[AIM OF THE TASK] The records that follow must be transcribed in full, without any change.

-------- EXERCISE DATA

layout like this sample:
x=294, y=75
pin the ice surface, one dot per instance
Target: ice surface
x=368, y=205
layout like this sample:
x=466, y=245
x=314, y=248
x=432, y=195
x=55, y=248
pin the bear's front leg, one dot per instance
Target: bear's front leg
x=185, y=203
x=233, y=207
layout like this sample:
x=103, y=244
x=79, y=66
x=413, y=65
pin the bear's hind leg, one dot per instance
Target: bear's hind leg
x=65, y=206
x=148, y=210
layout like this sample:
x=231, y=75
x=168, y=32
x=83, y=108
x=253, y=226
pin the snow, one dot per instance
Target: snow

----------------

[ANSWER SPACE]
layout like this sample:
x=294, y=75
pin the ice surface, one dot per instance
Target: ice surface
x=368, y=205
layout like this sample:
x=466, y=245
x=314, y=248
x=432, y=195
x=55, y=248
pin the bear's front leg, one dot per instance
Target: bear's front leg
x=185, y=203
x=233, y=207
layout like this sample:
x=103, y=244
x=79, y=66
x=413, y=65
pin the bear's hind leg, one dot per instance
Target: bear's hind leg
x=65, y=206
x=148, y=210
layout like this sample:
x=231, y=75
x=168, y=32
x=83, y=108
x=253, y=226
pin the snow, one dot per instance
Target: snow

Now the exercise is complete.